Point-per-instance localization data
*** Block opens ***
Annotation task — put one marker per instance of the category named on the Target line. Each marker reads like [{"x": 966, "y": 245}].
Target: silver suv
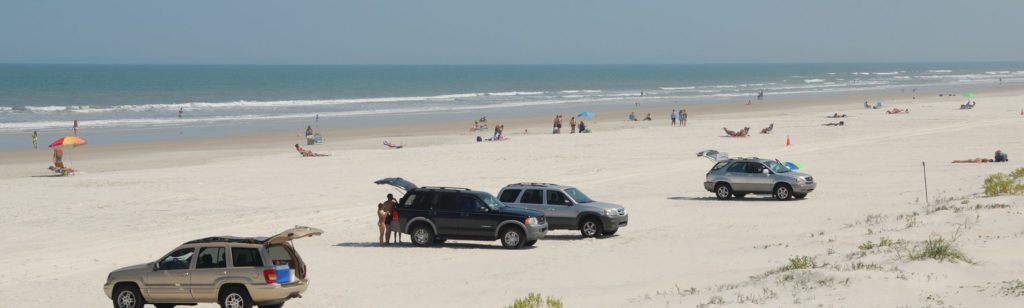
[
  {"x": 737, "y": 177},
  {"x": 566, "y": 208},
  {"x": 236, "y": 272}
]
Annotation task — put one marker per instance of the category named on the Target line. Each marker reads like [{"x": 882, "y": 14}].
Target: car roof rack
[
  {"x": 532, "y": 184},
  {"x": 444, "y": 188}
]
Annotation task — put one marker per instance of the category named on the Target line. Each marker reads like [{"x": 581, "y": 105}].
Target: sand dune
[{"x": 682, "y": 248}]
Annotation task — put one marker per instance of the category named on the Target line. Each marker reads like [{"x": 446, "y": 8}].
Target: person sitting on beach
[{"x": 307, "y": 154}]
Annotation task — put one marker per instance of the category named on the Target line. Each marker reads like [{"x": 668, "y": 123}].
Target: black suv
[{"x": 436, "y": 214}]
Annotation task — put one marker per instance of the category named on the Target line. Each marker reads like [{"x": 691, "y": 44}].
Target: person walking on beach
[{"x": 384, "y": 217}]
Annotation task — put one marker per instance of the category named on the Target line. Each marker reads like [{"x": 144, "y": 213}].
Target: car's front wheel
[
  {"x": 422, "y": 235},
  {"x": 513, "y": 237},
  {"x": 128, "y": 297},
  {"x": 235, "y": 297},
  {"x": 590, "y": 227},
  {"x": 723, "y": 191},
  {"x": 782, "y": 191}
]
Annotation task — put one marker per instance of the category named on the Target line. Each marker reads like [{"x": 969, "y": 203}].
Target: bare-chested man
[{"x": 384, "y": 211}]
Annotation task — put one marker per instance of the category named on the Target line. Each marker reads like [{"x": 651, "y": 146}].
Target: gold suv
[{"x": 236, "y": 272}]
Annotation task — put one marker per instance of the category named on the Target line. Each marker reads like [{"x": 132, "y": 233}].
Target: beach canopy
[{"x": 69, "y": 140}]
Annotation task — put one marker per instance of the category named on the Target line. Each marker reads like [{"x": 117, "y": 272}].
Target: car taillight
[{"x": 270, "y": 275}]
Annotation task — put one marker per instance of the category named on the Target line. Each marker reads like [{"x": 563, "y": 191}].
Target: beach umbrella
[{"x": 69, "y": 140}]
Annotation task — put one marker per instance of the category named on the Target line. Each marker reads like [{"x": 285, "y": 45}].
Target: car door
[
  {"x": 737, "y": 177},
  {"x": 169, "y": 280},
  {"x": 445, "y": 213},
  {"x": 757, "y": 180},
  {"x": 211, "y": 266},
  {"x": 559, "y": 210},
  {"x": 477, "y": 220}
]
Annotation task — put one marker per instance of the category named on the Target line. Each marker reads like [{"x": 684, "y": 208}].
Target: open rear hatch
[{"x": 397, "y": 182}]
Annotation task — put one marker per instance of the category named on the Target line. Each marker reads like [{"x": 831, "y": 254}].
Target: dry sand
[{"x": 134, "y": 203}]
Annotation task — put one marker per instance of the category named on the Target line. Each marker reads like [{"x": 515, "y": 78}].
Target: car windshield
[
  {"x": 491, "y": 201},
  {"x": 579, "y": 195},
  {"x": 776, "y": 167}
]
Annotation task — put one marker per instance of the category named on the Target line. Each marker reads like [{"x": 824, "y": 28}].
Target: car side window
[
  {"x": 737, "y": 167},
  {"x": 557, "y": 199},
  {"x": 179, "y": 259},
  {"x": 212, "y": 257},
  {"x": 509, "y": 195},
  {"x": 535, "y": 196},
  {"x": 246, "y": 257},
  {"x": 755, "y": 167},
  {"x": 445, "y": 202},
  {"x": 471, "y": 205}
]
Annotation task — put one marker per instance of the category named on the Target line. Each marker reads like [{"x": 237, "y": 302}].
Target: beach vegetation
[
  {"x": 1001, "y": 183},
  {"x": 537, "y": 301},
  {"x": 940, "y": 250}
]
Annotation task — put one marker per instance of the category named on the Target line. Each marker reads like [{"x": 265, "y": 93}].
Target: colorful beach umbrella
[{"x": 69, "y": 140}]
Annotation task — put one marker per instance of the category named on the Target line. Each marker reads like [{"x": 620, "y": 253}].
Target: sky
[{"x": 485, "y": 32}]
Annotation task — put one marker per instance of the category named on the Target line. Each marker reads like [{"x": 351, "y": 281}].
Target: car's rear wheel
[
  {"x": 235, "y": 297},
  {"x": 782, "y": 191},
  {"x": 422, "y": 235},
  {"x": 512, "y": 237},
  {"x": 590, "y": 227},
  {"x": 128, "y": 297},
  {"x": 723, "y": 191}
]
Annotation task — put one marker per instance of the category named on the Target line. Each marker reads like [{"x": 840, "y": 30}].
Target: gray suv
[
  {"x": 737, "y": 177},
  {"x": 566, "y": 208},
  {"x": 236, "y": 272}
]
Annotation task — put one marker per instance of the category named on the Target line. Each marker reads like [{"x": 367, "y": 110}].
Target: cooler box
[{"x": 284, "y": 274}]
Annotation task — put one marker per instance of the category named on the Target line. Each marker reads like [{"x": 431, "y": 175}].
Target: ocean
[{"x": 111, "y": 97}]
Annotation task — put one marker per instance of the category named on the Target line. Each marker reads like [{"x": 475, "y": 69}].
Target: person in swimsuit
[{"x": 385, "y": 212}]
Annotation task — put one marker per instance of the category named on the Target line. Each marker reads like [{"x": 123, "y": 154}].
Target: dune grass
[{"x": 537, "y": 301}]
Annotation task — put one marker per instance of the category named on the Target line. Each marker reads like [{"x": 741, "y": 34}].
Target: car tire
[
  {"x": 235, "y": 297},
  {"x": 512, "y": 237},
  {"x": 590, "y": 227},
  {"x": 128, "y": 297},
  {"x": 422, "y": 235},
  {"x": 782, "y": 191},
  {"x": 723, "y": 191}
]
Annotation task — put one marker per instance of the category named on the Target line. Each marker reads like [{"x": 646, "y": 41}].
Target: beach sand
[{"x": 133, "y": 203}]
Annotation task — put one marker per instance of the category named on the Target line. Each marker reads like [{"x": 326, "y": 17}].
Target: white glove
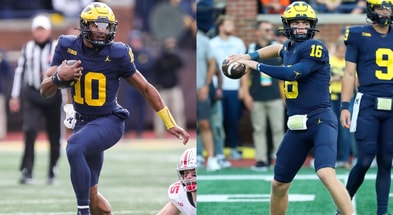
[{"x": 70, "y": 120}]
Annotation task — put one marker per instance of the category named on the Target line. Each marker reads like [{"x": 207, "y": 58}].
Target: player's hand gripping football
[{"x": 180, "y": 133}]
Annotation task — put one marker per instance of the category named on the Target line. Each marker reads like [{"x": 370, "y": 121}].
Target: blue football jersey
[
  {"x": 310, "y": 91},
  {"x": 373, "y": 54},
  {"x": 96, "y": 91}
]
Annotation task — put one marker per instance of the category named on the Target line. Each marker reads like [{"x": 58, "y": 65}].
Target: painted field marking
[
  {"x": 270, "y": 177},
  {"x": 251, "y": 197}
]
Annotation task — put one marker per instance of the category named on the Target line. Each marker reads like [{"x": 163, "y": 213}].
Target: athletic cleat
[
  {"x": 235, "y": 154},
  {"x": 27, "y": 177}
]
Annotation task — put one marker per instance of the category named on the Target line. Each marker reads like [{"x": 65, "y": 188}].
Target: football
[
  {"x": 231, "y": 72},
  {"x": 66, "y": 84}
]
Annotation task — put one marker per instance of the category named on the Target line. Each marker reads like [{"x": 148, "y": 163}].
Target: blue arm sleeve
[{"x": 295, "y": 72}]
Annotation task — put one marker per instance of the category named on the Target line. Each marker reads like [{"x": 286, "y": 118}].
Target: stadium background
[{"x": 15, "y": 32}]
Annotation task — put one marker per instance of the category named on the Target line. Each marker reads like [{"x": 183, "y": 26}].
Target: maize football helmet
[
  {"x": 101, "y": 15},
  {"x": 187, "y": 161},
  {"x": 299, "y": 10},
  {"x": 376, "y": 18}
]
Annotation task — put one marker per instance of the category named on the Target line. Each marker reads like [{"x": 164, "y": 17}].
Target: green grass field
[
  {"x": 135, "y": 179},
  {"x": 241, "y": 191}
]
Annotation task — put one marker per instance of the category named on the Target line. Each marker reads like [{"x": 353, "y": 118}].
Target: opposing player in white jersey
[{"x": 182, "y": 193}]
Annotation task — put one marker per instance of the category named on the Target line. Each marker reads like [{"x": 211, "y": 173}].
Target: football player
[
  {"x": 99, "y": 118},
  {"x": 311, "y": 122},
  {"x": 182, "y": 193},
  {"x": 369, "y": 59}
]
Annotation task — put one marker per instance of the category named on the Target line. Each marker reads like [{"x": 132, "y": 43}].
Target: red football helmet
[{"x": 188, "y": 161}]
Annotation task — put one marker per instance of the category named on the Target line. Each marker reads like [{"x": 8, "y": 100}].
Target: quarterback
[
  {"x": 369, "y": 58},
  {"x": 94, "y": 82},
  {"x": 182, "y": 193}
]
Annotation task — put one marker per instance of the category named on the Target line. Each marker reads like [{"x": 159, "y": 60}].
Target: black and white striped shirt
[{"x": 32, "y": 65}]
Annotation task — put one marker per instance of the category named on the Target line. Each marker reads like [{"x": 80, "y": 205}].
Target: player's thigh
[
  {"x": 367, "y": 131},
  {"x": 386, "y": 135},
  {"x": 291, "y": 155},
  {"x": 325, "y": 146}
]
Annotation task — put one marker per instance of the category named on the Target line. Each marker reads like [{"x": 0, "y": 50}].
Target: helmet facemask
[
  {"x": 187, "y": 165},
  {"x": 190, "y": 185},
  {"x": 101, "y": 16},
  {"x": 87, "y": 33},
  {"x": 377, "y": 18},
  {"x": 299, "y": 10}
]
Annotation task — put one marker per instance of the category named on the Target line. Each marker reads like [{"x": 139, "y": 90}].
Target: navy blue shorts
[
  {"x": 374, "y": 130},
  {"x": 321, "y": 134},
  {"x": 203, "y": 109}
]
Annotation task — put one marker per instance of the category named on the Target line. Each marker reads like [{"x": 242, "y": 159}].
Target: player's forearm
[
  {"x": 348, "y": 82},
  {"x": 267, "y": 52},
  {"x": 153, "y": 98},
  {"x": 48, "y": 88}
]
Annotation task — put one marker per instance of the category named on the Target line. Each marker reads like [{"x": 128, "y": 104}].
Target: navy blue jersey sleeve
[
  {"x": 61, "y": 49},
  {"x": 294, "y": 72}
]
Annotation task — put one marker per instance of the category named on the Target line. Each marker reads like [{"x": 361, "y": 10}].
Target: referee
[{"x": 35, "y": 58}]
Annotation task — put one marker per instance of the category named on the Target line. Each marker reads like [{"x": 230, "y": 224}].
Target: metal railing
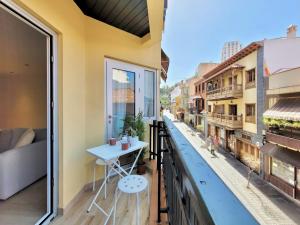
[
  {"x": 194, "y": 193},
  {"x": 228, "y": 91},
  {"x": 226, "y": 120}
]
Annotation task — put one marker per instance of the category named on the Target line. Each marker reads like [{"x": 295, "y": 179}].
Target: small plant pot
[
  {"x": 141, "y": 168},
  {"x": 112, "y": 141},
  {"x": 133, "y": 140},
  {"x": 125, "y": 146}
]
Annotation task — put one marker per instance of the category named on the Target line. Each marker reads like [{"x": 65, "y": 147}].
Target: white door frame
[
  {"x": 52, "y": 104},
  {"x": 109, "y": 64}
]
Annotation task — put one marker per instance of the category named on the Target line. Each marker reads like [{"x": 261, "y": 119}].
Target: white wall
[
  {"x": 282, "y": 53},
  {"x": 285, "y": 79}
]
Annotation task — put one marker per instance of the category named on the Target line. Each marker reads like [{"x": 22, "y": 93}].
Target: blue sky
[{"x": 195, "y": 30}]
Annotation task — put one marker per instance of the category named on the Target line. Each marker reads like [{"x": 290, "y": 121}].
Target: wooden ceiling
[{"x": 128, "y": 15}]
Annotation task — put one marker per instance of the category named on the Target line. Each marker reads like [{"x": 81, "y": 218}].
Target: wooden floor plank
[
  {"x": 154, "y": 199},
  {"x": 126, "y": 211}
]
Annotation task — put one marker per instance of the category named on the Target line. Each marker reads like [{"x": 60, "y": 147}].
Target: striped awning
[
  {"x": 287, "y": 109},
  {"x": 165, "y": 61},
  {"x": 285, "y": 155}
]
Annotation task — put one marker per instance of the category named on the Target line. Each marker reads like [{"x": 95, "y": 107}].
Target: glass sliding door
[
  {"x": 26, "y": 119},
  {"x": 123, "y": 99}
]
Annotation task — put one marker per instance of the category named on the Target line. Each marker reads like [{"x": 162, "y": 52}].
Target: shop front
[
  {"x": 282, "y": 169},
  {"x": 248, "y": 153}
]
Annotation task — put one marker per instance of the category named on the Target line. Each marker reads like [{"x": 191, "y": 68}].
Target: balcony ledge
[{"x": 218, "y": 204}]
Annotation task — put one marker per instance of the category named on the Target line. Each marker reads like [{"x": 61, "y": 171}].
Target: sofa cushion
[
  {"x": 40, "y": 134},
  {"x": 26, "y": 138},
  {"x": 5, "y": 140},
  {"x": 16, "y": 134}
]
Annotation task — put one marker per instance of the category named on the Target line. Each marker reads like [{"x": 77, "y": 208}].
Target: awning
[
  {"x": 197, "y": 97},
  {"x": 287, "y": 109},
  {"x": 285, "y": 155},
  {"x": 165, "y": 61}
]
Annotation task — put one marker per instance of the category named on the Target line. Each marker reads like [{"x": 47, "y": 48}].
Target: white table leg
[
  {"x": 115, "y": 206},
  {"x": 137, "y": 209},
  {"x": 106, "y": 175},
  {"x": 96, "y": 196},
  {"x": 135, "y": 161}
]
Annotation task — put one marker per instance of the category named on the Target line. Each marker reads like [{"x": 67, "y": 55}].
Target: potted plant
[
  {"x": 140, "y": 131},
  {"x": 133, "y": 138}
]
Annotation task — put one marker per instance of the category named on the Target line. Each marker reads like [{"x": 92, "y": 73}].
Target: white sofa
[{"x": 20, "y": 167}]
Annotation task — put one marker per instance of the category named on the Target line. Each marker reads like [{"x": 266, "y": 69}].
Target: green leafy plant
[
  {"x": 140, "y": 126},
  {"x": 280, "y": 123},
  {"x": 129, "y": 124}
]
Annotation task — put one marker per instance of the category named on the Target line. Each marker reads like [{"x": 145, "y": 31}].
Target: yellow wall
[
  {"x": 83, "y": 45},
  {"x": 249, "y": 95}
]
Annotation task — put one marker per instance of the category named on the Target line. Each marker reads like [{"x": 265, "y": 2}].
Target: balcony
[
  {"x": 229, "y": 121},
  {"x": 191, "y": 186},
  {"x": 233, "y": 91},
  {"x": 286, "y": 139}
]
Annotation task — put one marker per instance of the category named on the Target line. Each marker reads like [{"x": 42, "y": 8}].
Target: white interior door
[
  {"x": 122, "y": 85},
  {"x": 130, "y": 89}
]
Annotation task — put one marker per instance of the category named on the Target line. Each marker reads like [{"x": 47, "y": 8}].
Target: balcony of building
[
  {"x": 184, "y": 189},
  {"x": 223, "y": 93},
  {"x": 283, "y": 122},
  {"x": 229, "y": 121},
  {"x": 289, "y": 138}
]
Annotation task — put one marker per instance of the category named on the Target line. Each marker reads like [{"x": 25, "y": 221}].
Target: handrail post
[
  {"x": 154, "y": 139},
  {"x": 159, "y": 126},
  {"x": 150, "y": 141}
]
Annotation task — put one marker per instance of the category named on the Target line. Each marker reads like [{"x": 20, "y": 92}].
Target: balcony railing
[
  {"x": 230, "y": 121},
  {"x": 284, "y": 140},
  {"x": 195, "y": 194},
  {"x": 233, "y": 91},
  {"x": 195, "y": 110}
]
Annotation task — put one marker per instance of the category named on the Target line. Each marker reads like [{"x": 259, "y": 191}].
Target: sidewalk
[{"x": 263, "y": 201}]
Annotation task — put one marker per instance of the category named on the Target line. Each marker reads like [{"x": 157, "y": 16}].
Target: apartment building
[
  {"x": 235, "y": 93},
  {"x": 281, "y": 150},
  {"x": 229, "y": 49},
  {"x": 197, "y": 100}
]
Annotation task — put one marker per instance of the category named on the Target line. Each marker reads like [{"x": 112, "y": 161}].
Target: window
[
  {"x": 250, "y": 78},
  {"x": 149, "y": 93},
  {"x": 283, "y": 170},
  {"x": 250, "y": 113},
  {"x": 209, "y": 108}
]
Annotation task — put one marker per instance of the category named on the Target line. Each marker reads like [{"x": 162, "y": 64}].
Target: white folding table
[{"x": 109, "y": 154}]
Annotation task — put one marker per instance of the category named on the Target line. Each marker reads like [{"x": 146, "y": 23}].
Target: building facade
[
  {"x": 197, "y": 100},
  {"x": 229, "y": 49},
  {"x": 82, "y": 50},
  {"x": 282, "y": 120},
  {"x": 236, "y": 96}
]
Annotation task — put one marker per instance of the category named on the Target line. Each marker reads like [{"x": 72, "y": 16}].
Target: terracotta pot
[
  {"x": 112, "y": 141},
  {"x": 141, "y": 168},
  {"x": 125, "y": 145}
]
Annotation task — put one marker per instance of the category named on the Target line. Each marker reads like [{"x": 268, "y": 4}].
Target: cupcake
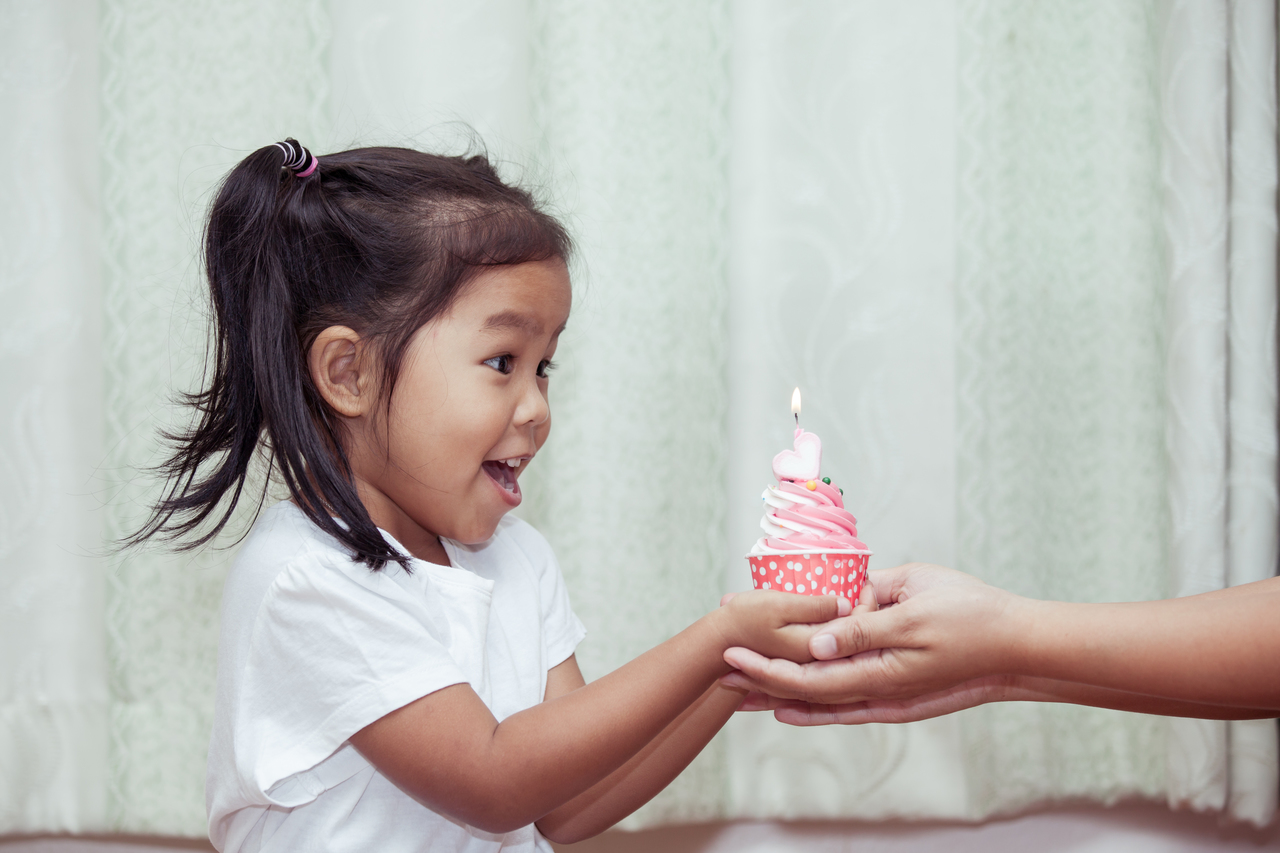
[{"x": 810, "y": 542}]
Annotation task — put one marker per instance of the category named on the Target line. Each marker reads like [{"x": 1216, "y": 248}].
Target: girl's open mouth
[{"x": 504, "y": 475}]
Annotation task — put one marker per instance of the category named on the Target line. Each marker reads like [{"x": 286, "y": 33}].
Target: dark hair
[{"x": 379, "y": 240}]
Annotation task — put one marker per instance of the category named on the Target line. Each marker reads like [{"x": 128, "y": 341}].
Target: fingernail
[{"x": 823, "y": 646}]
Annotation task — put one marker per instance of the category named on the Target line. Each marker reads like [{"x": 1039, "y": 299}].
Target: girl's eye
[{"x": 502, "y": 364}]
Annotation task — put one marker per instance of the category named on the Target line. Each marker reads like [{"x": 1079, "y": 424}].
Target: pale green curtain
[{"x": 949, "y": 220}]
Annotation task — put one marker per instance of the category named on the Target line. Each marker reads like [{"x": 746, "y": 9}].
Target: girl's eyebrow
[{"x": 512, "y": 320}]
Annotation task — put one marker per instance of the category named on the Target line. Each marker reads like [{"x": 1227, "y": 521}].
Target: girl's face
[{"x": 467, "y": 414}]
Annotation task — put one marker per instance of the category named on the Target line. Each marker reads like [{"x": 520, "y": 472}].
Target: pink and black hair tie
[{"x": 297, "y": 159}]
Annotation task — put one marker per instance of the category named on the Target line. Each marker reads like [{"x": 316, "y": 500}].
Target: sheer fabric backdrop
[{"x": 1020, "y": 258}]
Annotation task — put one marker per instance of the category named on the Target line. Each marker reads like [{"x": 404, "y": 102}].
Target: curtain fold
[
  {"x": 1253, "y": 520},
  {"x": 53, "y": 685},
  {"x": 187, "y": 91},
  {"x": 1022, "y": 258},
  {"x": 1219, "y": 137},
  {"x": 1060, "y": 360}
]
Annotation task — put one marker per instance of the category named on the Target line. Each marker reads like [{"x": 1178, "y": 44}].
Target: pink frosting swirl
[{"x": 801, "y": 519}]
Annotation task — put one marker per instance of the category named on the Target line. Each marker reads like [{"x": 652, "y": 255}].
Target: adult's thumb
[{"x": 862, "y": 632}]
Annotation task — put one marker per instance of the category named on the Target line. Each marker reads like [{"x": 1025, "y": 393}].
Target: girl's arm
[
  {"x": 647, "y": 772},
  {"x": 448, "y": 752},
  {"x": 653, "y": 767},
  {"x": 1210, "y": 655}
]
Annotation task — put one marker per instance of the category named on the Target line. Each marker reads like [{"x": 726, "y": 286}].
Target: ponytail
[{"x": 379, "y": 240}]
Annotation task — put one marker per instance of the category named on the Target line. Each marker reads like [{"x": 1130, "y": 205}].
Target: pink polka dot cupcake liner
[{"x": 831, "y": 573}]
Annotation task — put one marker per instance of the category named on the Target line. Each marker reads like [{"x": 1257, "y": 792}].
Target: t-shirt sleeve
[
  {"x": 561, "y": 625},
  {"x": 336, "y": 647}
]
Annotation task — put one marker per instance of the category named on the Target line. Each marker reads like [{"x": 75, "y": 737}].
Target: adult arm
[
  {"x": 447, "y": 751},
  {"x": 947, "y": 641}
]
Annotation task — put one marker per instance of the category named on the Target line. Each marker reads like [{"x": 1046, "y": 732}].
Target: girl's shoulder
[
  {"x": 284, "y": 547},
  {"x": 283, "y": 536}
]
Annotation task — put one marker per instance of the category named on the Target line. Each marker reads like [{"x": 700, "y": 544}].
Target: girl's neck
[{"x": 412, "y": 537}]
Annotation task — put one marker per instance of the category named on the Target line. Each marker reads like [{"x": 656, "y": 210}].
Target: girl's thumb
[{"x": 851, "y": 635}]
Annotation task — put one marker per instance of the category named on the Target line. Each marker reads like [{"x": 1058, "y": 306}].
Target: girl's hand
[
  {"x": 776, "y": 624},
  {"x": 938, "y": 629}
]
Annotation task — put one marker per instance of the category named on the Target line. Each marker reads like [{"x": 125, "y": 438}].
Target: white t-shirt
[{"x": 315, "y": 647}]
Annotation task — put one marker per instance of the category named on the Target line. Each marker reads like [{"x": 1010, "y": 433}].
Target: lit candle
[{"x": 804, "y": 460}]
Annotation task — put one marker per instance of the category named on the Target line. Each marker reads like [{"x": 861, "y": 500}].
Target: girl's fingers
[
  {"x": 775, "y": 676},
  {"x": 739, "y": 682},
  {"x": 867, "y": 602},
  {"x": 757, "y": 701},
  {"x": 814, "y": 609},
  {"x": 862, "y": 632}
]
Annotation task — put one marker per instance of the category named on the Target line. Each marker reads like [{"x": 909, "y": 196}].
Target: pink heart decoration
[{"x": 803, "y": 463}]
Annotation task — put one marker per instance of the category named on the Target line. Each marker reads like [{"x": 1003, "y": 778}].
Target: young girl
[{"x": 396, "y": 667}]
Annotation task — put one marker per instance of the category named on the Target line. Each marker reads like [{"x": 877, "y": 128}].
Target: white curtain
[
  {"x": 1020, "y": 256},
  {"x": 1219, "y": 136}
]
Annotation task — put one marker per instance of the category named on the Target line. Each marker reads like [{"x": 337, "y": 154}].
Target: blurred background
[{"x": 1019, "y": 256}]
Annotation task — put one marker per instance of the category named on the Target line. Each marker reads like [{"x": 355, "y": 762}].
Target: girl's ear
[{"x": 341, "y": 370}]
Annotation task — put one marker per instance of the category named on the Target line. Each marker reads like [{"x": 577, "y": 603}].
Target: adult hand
*** Block closes ***
**Problem statement:** Give back, word for word, the lines from the one with "Target: young girl" through the last line of the entries, both included, and no other line.

**Finished task:**
Target: young girl
[{"x": 396, "y": 667}]
Annotation task — put one marker per instance of the category named on the Target line. Each marker reads like [{"x": 877, "y": 128}].
Target: white curtain
[
  {"x": 1020, "y": 256},
  {"x": 1219, "y": 136}
]
Annotation task — put one marker per instance of the category named on the Target line. Each marker reads like [{"x": 337, "y": 154}].
Target: blurred background
[{"x": 1019, "y": 256}]
Annotation task — put one marker per instance of the category named on the Target line. Each marker reads like [{"x": 355, "y": 762}].
Target: girl's ear
[{"x": 341, "y": 370}]
Annotation task — put one marker per instance of the category named on the Target line. Each marker reads like [{"x": 577, "y": 603}].
Target: adult hand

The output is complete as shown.